Stated task: Could you reproduce the material below line for line, without changing a single character?

----- Data for processing

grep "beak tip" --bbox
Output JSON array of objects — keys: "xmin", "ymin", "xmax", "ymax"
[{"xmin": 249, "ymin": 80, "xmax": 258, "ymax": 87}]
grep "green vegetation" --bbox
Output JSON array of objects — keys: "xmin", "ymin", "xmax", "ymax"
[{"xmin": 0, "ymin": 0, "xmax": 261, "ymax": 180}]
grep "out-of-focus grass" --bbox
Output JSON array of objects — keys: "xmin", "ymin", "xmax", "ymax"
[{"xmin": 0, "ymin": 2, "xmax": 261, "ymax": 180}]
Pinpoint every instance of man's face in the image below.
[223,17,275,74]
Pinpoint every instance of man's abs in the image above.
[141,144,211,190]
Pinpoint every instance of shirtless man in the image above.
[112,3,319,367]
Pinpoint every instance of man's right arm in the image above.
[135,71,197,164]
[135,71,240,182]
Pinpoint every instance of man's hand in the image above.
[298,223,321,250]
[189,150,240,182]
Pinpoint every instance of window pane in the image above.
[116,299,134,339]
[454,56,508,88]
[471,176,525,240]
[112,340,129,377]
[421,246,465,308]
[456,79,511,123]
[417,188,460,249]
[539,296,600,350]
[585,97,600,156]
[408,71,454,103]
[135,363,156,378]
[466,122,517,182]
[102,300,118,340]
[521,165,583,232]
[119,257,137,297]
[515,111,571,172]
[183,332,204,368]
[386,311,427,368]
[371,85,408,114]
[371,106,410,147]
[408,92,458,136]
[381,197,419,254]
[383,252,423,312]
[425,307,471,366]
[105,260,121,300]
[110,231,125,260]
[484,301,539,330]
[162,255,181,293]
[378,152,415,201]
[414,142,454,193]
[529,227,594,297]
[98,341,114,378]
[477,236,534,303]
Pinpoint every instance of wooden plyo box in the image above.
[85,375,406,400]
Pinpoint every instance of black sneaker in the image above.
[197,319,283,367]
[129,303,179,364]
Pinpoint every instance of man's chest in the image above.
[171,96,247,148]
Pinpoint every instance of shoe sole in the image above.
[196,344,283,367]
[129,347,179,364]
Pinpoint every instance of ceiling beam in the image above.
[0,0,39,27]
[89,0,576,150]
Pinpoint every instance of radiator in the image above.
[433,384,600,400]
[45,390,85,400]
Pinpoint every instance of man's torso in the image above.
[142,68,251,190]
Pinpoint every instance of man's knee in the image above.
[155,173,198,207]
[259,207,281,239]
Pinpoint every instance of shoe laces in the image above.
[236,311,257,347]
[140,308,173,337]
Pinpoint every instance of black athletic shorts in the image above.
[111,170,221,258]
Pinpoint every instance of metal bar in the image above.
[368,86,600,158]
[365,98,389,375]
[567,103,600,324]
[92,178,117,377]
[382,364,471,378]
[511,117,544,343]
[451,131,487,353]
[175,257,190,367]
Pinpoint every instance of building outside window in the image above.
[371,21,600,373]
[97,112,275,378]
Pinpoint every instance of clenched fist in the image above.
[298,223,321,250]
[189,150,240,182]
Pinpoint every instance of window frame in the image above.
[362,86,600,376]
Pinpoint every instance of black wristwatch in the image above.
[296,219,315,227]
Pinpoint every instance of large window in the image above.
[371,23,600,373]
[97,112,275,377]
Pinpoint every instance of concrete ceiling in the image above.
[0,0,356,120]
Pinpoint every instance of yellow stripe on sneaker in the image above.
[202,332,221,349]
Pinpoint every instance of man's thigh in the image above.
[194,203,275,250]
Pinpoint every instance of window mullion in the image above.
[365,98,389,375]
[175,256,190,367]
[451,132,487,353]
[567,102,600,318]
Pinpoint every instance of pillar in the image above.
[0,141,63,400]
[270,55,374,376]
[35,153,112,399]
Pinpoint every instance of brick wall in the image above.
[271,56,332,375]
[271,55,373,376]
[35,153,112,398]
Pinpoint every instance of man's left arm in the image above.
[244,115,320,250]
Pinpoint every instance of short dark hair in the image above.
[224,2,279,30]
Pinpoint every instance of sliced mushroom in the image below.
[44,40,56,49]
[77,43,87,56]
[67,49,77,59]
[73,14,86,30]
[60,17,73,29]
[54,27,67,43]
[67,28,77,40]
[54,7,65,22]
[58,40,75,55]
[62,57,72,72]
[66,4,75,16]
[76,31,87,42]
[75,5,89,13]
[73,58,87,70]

----------

Written response:
grep "beak tip" --bbox
Output JSON array of objects — keys: "xmin", "ymin", "xmax", "ymax"
[{"xmin": 249, "ymin": 80, "xmax": 258, "ymax": 87}]
grep "green vegetation" --bbox
Output JSON array of objects — keys: "xmin", "ymin", "xmax", "ymax"
[{"xmin": 0, "ymin": 0, "xmax": 261, "ymax": 180}]
grep "out-of-focus grass" --bbox
Output JSON array of objects — keys: "xmin", "ymin", "xmax", "ymax"
[{"xmin": 0, "ymin": 2, "xmax": 261, "ymax": 180}]
Pinpoint every instance of man's face in the image below.
[223,17,275,74]
Pinpoint every instance of man's abs in the image above.
[141,144,211,190]
Pinpoint every instance of shirtless man in the image above.
[112,3,319,367]
Pinpoint every instance of man's right arm in the image above.
[135,71,197,164]
[135,71,240,182]
Pinpoint every instance of man's hand in the image above.
[298,223,321,250]
[189,150,240,182]
Pinpoint every instance of window pane in the image above.
[116,299,134,339]
[454,56,508,88]
[471,176,525,240]
[112,340,129,377]
[421,246,465,308]
[456,79,511,123]
[417,188,460,249]
[539,296,600,350]
[585,97,600,156]
[408,71,454,103]
[135,363,156,378]
[466,122,517,182]
[102,300,118,340]
[521,165,583,232]
[119,257,137,297]
[515,111,571,172]
[183,332,204,368]
[386,311,427,368]
[371,85,408,114]
[371,106,410,147]
[408,92,458,136]
[381,197,419,254]
[383,252,423,312]
[425,307,471,366]
[105,260,121,300]
[110,231,125,260]
[484,301,539,330]
[162,255,181,293]
[378,152,415,201]
[414,142,454,193]
[529,227,594,297]
[98,341,114,378]
[477,236,534,303]
Pinpoint every instance of wooden plyo box in the image above.
[85,375,406,400]
Pinpoint every instance of black sneaker in the image above.
[197,319,283,367]
[129,303,179,364]
Pinpoint every instance of man's chest in the image above.
[171,96,247,148]
Pinpoint every instance of shoe sole in the image above.
[196,344,283,367]
[129,347,179,364]
Pinpoint every instance of ceiling beam in the image above.
[0,0,39,27]
[89,0,576,150]
Pinpoint every instance of radiator in the image above.
[433,384,600,400]
[45,390,85,400]
Pinpoint every instance of man's torso in the image above.
[142,68,251,190]
Pinpoint every instance of man's knee in the image above.
[155,173,198,207]
[259,207,281,239]
Pinpoint every instance of shoe laces in the image above.
[236,311,257,347]
[140,308,173,337]
Pinpoint every instance of black athletic shorts in the image above.
[111,170,221,258]
Pinpoint every instance of metal bar in the image above.
[368,86,600,158]
[365,98,389,375]
[567,103,600,324]
[92,178,117,377]
[382,364,471,378]
[511,117,544,343]
[451,131,487,353]
[175,257,190,367]
Pinpoint every instance of building outside window in the image above.
[371,21,600,373]
[97,112,275,378]
Pinpoint every instance of clenched fist in the image above.
[298,223,321,250]
[189,150,240,182]
Pinpoint every instance of window frame in the image above.
[362,86,600,376]
Pinpoint every instance of black wristwatch in the image above.
[296,219,315,227]
Pinpoint every instance of large window in the image above.
[371,23,600,373]
[97,112,275,377]
Pinpoint every instance of concrete ceiling in the image above.
[0,0,356,120]
Pinpoint every instance of yellow stripe on sneaker in the image above.
[202,332,221,349]
Pinpoint every instance of man's thigh in the image above.
[194,203,275,250]
Pinpoint every instance of window mullion in the image above.
[365,98,389,375]
[175,256,190,367]
[451,132,487,353]
[567,102,600,318]
Pinpoint every instance of pillar in the image above.
[0,141,63,400]
[270,55,374,376]
[35,153,112,399]
Pinpoint every instance of brick wall in the image above.
[271,56,332,375]
[271,55,373,376]
[35,153,112,398]
Pinpoint every instance of man's left arm in the image above.
[244,115,320,250]
Pinpoint every instance of short dark hair in the image above.
[224,2,279,30]
Pinpoint every instance of sliced mushroom in the image below.
[44,40,56,49]
[77,43,87,56]
[67,49,77,59]
[73,14,86,30]
[60,17,73,29]
[54,27,67,43]
[67,28,77,40]
[54,7,65,22]
[58,40,75,55]
[62,57,72,72]
[66,4,75,16]
[76,31,87,42]
[75,5,89,13]
[73,58,87,70]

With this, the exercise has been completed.